(Natural language region descriptions)
--------

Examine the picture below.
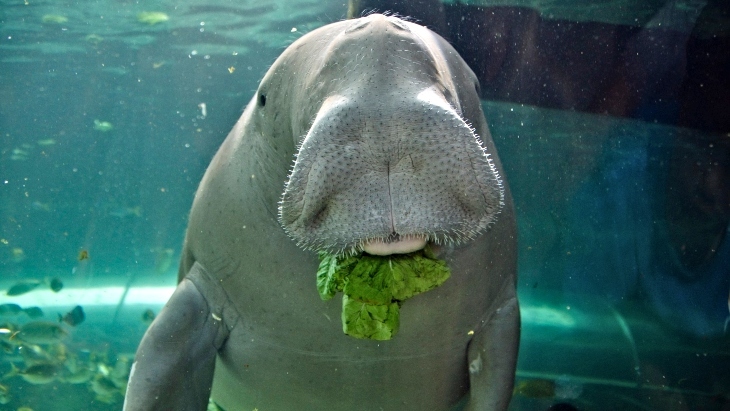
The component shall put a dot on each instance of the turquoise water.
(109, 118)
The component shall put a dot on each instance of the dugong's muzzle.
(369, 175)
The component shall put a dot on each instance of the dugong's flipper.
(173, 367)
(492, 356)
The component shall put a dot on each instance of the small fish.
(152, 17)
(46, 142)
(4, 394)
(39, 332)
(94, 38)
(19, 154)
(79, 376)
(56, 284)
(42, 373)
(561, 388)
(23, 287)
(126, 212)
(54, 18)
(18, 254)
(148, 316)
(33, 312)
(10, 309)
(102, 126)
(73, 317)
(38, 206)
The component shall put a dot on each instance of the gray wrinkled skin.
(379, 161)
(362, 129)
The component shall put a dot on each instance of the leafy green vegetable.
(374, 288)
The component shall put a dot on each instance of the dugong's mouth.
(394, 244)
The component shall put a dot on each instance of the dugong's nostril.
(400, 246)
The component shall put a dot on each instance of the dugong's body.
(392, 151)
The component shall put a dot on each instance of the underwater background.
(611, 119)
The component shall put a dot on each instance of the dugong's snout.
(388, 179)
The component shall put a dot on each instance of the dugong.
(364, 135)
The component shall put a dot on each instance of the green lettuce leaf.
(374, 287)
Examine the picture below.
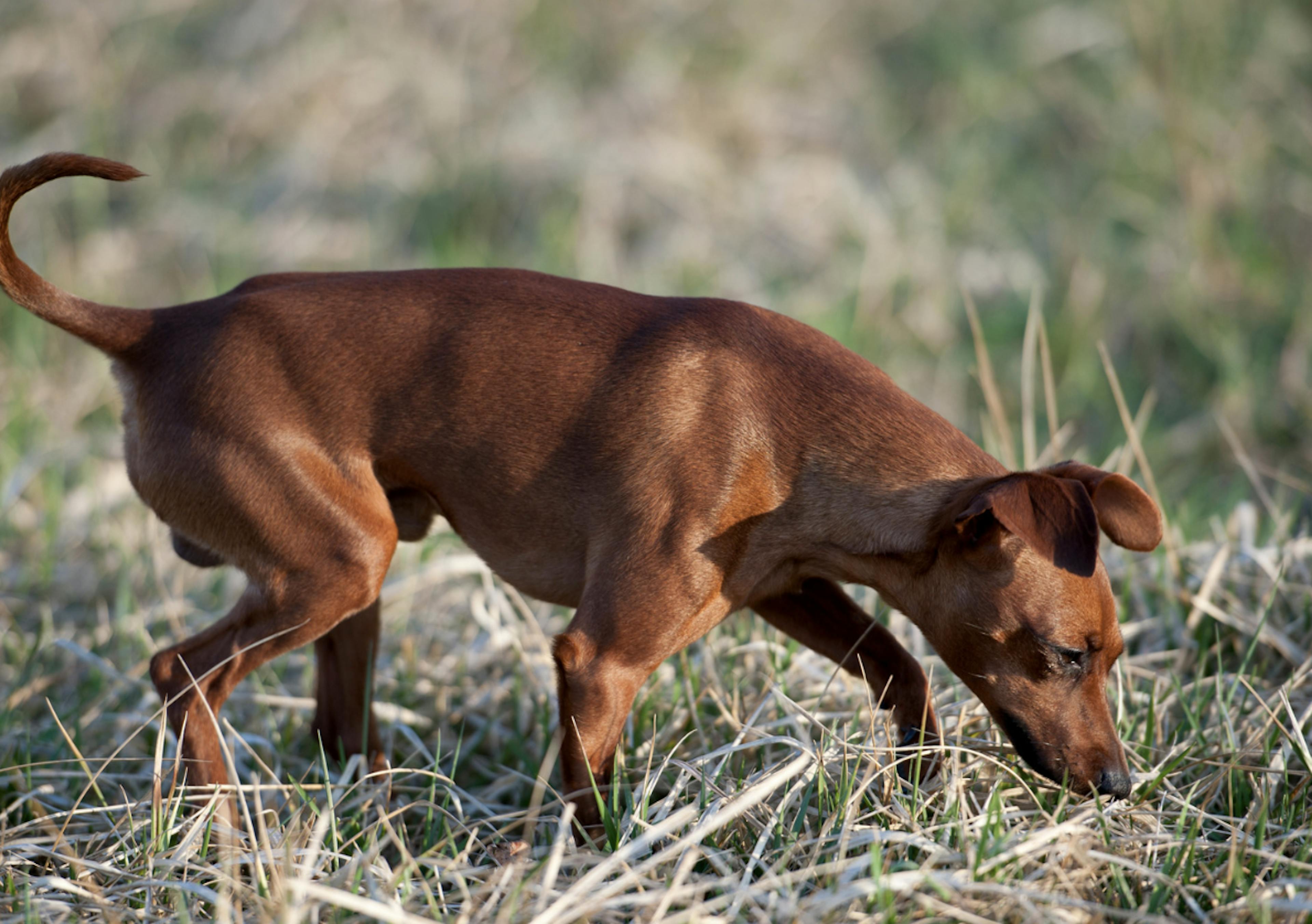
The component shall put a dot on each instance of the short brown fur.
(653, 462)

--------

**What you should do**: The expected output is every entry, retyped exactly, with all pictures removed.

**Written solution**:
Examine the picture below.
The component shall put a dot on each instance of the turquoise water.
(109, 118)
The component shall put a dot on each instance of the dugong's muzzle.
(369, 175)
The component shall put a dot on each instance of the dugong's flipper.
(173, 367)
(492, 356)
The component shall put a dot on each instance of the small fish.
(152, 17)
(46, 142)
(4, 394)
(39, 332)
(94, 38)
(19, 154)
(79, 376)
(56, 284)
(42, 373)
(561, 388)
(23, 287)
(126, 212)
(54, 18)
(18, 254)
(148, 316)
(33, 312)
(10, 309)
(102, 126)
(73, 317)
(38, 206)
The component shall put a dot on each instance of the gray wrinkled skin.
(379, 161)
(362, 129)
The component shall put a dot on each instance of the leafy green vegetable.
(374, 288)
The component shall put a dot on each instance of the dugong's mouth.
(394, 244)
The component shall put a dot on each instance of the dugong's nostril.
(400, 246)
The component shall put a dot on each instance of the dugong's body.
(392, 151)
The component shall put a dot on each instance of the underwater background.
(611, 119)
The component shall put a dot on each instance of the dugong's snout.
(388, 179)
The component shall put a dot on each instance of the dugong.
(364, 135)
The component shall put a dot on each instance of the green lettuce leaf.
(374, 287)
Examine the picture below.
The component shall put a dot on each instance of the short brown fur.
(653, 462)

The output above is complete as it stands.